According to sources, societal attitudes towards sexual minorities depend on different factors such as geographical area (General Coordinator 28 Jan. 2021; EU Aug. 2020, 125) and religious beliefs (EU Aug. 2020, 125). Sources indicate that, according to NGOs, violent incidents have occurred against members of the LGBT community in Venezuela, with transgender persons as the main targets of such violence (US 21 July 2020, 4; EU Aug. 2020, 125) as well as "persons with intersex conditions, and 'feminised gays'. … [L]esbians have been subjected to 'corrective rape' in neighbourhoods. Transgender persons have been victims of human trafficking rings for sexual exploitation" (EU Aug. 2020, 125). According to the information collected in the EASO report from the UNAF and the civil society organization AC Venezuela Igualitaria, which provides training and raises awareness on sexual orientation and gender identity, "[i]t is difficult to know the situation of LGBT persons in Venezuela, including targeted violence, because there are no reliable statistics, unless they are reported by the media" (EU Aug. 2020, 122, 125). The General Coordinator indicated that it is difficult to track cases of violence committed against sexual minorities as most media outlets are "directed" by the government (General Coordinator 28 Jan. 2021). The same source added that "[t]he problem in Venezuela is that there is no official information on hate crimes," adding that the most recent data is from May 2017, when Citizen Action Against AIDS (Acción Ciudadana contra el SIDA, ACCSI) published its latest report (General Coordinator 28 Jan. 2021).

Dataset section
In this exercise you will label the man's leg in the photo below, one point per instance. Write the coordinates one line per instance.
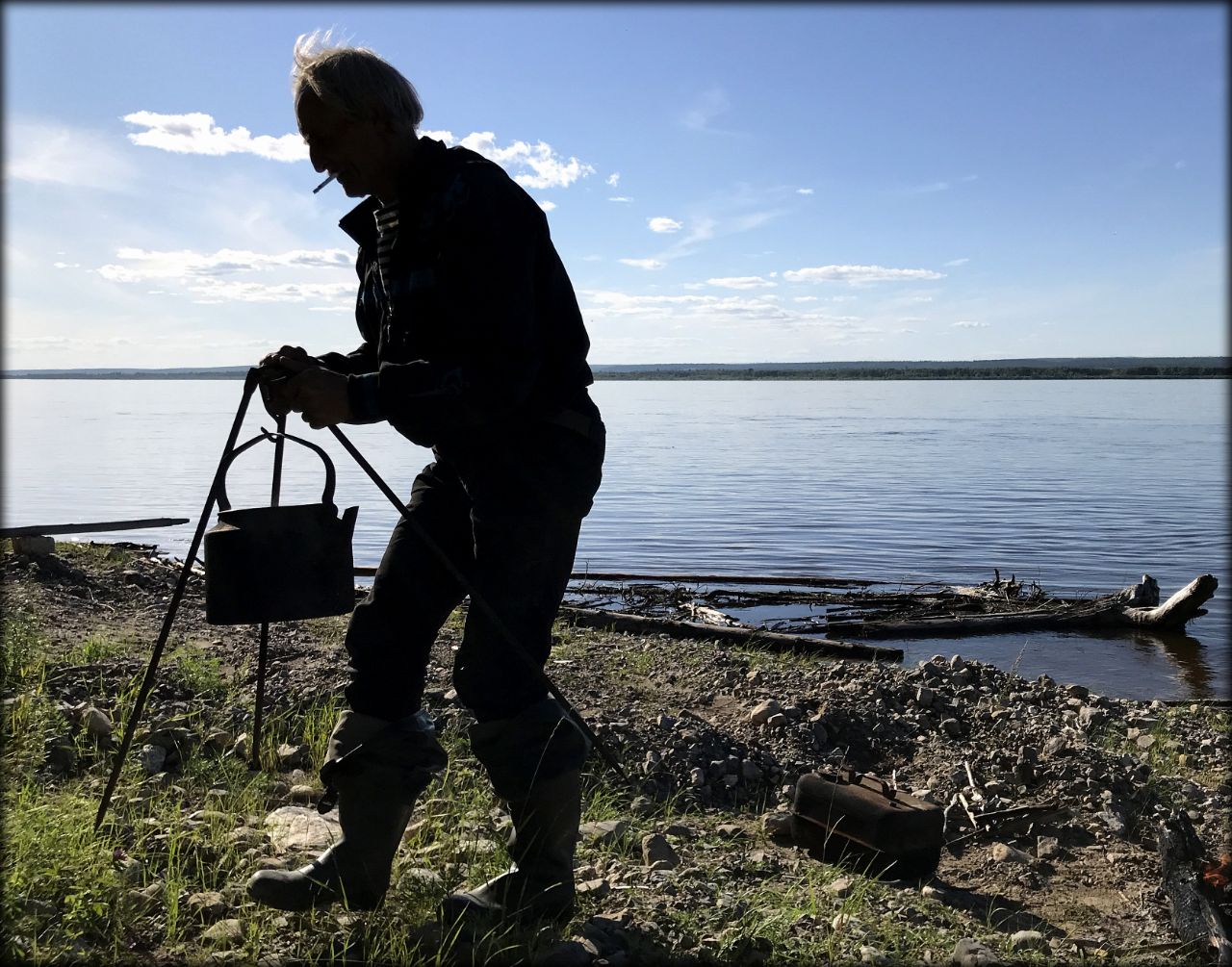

Task to carry out
Could you reproduce the entire passage on attitudes toward sexual minorities in Venezuela word for word?

Answer to this task
According to sources, societal attitudes towards sexual minorities depend on different factors such as geographical area (General Coordinator 28 Jan. 2021; EU Aug. 2020, 125) and religious beliefs (EU Aug. 2020, 125). Sources indicate that, according to NGOs, violent incidents have occurred against members of the LGBT community in Venezuela, with transgender persons as the main targets of such violence (US 21 July 2020, 4; EU Aug. 2020, 125) as well as "persons with intersex conditions, and 'feminised gays'. … [L]esbians have been subjected to 'corrective rape' in neighbourhoods. Transgender persons have been victims of human trafficking rings for sexual exploitation" (EU Aug. 2020, 125). According to the information collected in the EASO report from the UNAF and the civil society organization AC Venezuela Igualitaria, which provides training and raises awareness on sexual orientation and gender identity, "[i]t is difficult to know the situation of LGBT persons in Venezuela, including targeted violence, because there are no reliable statistics, unless they are reported by the media" (EU Aug. 2020, 122, 125). The General Coordinator indicated that it is difficult to track cases of violence committed against sexual minorities as most media outlets are "directed" by the government (General Coordinator 28 Jan. 2021). The same source added that "[t]he problem in Venezuela is that there is no official information on hate crimes," adding that the most recent data is from May 2017, when Citizen Action Against AIDS (Acción Ciudadana contra el SIDA, ACCSI) published its latest report (General Coordinator 28 Jan. 2021).